_Task to complete_
Turn the records below into a JSON list of strings with one string per line, omitting blank lines.

_Given entries_
○ ○ ○ ○ ○
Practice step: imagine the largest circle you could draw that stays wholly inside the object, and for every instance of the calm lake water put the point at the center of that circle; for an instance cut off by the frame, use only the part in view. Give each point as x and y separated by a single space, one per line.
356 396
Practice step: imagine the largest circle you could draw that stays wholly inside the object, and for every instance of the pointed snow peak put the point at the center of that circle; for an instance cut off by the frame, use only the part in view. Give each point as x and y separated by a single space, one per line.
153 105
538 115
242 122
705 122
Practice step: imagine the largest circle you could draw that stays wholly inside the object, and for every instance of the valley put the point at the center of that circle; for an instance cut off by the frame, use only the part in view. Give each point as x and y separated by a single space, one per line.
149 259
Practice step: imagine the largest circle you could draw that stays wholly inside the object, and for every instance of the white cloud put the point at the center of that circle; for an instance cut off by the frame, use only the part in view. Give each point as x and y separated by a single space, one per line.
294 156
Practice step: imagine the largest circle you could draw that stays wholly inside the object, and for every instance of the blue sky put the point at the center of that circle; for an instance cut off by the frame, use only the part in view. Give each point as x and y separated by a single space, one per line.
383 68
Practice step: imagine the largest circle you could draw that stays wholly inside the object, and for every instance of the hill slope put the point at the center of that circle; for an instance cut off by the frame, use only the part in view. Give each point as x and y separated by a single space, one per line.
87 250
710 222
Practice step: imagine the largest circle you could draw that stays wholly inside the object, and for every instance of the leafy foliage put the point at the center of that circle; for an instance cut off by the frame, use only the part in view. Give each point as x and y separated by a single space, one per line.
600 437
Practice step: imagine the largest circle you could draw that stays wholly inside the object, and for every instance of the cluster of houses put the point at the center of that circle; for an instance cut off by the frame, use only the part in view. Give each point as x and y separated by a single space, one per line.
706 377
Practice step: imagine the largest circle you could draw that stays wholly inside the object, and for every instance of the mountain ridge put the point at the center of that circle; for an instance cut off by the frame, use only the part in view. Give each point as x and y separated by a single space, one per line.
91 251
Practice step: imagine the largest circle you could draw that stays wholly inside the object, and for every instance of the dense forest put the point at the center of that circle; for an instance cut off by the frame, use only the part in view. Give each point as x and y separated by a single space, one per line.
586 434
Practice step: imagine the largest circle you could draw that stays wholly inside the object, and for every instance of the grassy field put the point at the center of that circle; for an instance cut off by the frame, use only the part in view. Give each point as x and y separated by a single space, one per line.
○ ○ ○ ○ ○
_The solution_
[
  "Practice step: imagine the largest circle you could draw that stays wholly inside the object, and for every instance of the calm lake water put the point at the center of that circle; for an instance cut off by the frame, use only the part in view. Give each point as x and y separated by a single space, one per line.",
  "356 396",
  "Practice step: imagine the largest circle you could draw that stays wholly inside the object, and for every instance of the pointed snow peak put the point at the center of that circle; for an instance cut off by the frame, use only the part in view. Give each point as x and y separated by a single space, one per line.",
  "153 105",
  "538 115",
  "242 122",
  "705 122",
  "Practice step: imagine the largest circle you could draw that stays wholly inside the object, and for every instance of the valley put the point at the center of that circle; for an instance cut off by the frame, use only the part in view. Give each point as x and y separated by a single space, one per line.",
  "149 259",
  "Practice step: imagine the largest circle you could draw that stays wholly inside the object, and for every instance of the white cloud put the point at the center of that circle; for an instance cut off by the frame, use only the part in view. Give each point as x and y separated by a single space, one per line.",
  "294 156",
  "Practice step: imagine the largest circle you could draw that stays wholly inside the object, and for every instance of the blue sky put the point at the center of that circle; for an instance cut off by the frame, use only the part in view. Give each point as x and y separated by a single space, one per line.",
  "383 68",
  "Practice step: imagine the largest circle you could draw that stays wholly inside the object, and for every instance of the hill slope put the point at the center of that circle; for an instance cut off by the frame, use only the part in view. Give each point as x and y separated by a single space, one per line.",
  "87 250",
  "710 222",
  "Practice step: imagine the largest circle you could draw that stays wholly inside the object, and for every instance of the leafy foliage put the point at the center of that circle; for an instance cut off by the frame, use only the part in view. Give each point as x and y separated by a single space, one per line.",
  "600 437",
  "Practice step: imagine the largest circle you could draw that stays wholly inside the object, and for every instance of the cluster of houses put the point at the center of that circle; for an instance cut off by the frame, use only the part in view. Give each point as x and y separated by a single space, one per line.",
  "706 377",
  "Practice step: imagine the largest circle you could draw that stays wholly inside the object, and for every instance of the mountain ridge put the point at the center of that circle; for an instance cut off by the frame, use only the part in view. Give each point as x and y separated by a single space, one per line.",
  "91 251",
  "Practice step: imagine the largest circle you could draw that stays wholly inside the object, and for every instance of the dense forest put the point at the center of that circle; for an instance cut off by the frame, use only the part in view. Give each point as x and y separated by a single space, one per line.",
  "586 434",
  "Practice step: imagine the largest circle you could draw that stays wholly inside the object, and for every instance of the grassy field put the point at the center of that circle; for an instance cut off by the frame, use only the part in view. Give each point as x and y separated by a single space, one per line."
]